(Stored items from a collection)
* * *

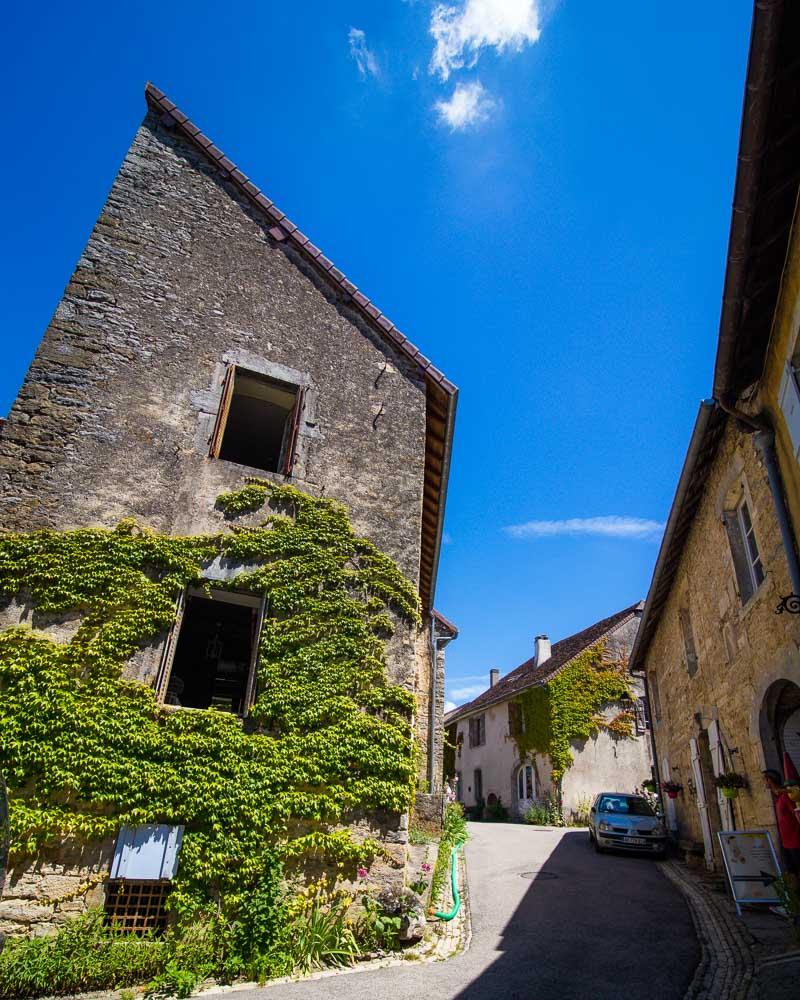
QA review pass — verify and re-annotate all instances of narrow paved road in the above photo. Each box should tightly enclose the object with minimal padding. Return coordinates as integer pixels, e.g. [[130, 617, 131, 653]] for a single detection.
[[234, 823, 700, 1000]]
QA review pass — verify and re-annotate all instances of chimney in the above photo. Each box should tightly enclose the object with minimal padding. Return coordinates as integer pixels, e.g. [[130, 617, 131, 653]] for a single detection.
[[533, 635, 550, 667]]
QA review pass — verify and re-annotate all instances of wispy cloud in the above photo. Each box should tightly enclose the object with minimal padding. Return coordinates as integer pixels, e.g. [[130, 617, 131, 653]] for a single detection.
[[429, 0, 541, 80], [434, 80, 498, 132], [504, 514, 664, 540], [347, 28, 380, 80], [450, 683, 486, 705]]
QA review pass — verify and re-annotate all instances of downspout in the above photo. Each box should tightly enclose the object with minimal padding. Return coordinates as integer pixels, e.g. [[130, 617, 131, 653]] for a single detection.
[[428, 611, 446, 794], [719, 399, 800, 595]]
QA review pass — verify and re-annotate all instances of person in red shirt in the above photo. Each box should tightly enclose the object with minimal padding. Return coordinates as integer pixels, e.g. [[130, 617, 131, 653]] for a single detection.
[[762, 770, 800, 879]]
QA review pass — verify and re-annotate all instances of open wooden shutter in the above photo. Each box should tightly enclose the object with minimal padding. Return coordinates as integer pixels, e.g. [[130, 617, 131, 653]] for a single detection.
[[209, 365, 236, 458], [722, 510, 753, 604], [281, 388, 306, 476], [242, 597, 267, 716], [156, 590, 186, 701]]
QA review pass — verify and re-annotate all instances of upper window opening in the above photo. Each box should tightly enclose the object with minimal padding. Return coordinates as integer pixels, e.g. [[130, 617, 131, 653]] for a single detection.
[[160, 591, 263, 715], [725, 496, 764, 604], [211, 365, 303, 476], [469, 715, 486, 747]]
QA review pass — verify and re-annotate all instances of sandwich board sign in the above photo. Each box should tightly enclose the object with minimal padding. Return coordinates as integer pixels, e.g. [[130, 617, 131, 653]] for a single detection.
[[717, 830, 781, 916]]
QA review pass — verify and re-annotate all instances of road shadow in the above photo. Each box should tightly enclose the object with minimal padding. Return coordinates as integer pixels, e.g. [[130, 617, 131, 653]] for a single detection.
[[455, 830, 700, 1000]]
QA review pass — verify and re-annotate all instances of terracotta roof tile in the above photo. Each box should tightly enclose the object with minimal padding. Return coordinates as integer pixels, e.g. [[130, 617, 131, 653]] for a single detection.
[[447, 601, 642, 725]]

* * *

SHORT PROBLEM | Recast the data as a two-column CSV with the columns text and answer, starting at the line that contains "QA review pass — verify and re-annotate all instances of road" and running through the end of the data. Give one row for each text and its answer, and put each value in a single quoted field with line breaks replaced by spaces.

COMPLETE OUTPUT |
text,answer
"QA review pass — verify and re-annotate all instances of road shadow in the above photo. Each box should tightly enclose the object with minimal padding. Return coordinates as integer pixels, e.g. [[130, 617, 131, 653]] for a single detection.","[[455, 830, 700, 1000]]"
"QA review pass — verify and re-annotate all instances of terracotta roof tile in the above photo. Each box should tightly enclose the object with minimal padding. Return coordinates as integer pixels, e.g. [[130, 617, 131, 653]] for a single detection.","[[447, 601, 642, 725]]"